Identify the line that contains "of the wooden" in the material. Output it and every line after it, unchanged, through the end.

• _Location labeling records_:
◆ ◆ ◆ ◆ ◆ ◆ ◆

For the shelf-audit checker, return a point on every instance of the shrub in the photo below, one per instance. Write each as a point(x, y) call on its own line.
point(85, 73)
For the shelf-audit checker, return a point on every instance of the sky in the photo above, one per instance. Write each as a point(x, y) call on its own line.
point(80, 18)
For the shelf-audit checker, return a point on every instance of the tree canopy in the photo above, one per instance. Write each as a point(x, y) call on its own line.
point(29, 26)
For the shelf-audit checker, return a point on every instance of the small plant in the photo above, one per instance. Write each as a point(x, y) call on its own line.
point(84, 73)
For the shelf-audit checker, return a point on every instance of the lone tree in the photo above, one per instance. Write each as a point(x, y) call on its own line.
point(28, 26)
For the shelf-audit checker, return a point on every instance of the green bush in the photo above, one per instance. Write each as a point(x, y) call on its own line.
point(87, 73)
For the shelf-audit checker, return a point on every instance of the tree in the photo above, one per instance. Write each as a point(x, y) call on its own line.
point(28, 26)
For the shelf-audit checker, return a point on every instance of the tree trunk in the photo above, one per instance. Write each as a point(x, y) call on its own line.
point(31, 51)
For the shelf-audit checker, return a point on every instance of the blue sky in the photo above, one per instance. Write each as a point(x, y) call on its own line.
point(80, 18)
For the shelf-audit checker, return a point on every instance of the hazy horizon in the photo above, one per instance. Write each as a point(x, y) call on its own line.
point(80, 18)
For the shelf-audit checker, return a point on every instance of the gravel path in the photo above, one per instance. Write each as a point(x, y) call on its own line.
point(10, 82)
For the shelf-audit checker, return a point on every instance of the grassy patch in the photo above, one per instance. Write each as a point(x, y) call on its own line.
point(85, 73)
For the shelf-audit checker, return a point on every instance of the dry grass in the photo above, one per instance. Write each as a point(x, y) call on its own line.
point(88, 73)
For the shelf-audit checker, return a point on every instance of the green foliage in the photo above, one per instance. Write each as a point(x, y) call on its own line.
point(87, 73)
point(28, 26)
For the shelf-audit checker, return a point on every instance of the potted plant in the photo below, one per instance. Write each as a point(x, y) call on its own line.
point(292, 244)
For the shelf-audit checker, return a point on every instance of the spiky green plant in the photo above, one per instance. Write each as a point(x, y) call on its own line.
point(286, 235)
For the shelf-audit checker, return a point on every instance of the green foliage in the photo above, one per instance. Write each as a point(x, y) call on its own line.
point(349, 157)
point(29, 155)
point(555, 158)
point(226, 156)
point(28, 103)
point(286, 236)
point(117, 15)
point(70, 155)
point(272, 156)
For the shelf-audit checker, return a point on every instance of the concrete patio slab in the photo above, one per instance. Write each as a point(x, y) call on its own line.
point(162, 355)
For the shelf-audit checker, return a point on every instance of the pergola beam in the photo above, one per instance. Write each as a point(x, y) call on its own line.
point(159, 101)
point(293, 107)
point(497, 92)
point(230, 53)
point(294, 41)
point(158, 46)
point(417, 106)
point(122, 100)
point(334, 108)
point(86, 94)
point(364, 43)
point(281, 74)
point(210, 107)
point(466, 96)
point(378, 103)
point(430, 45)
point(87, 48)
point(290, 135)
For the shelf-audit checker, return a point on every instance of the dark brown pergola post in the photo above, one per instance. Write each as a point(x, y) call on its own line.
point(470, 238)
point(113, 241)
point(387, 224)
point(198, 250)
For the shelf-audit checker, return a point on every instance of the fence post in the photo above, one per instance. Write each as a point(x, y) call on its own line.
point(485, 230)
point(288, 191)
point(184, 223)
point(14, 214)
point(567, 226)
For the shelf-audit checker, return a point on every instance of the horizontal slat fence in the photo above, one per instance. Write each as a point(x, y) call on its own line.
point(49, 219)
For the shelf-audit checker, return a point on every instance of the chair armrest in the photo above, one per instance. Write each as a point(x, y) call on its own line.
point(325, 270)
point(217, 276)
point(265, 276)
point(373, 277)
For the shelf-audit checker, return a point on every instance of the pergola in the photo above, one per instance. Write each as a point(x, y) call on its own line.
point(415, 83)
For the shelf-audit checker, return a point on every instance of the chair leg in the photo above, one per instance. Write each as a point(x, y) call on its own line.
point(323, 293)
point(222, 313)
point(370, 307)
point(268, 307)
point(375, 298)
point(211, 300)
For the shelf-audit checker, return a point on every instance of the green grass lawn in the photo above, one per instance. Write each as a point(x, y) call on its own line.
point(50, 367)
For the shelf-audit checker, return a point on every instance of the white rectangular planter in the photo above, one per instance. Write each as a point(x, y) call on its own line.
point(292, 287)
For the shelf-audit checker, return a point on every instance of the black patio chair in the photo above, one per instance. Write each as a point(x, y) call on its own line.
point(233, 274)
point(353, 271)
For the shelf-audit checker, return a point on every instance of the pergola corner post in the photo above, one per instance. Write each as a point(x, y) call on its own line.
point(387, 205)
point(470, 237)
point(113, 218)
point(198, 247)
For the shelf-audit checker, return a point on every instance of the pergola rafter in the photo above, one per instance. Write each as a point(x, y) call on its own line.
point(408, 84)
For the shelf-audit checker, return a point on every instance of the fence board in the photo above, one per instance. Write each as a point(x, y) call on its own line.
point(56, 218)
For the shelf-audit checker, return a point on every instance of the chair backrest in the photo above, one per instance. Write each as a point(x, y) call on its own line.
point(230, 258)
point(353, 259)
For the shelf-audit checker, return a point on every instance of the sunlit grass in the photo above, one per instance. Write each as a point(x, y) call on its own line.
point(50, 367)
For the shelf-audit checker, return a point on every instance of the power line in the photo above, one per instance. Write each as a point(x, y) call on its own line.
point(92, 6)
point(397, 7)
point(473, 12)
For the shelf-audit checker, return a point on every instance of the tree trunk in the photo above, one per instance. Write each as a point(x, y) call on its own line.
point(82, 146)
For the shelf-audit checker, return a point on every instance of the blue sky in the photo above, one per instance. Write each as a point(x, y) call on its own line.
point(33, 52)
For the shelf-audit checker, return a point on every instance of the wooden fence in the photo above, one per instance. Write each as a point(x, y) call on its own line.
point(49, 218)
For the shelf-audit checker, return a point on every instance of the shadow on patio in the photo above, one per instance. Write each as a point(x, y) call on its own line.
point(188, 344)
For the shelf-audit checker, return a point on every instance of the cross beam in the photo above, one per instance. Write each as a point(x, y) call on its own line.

◆ ◆ ◆ ◆ ◆ ◆ ◆

• _Right answer_:
For the shelf-audit checker, return a point on every instance of the wooden fence in the photo above, one per instance. Write each as a point(x, y) call on its own line.
point(49, 218)
For the shelf-audit checker, return a point on every instance of the shadow on patio in the photo above, one per instance. Write each as a point(x, y) call on its own line.
point(188, 344)
For the shelf-audit checker, return a point on every instance of the cross beam in the photo above, one per instance. Write each as a point(x, y) call on its own line.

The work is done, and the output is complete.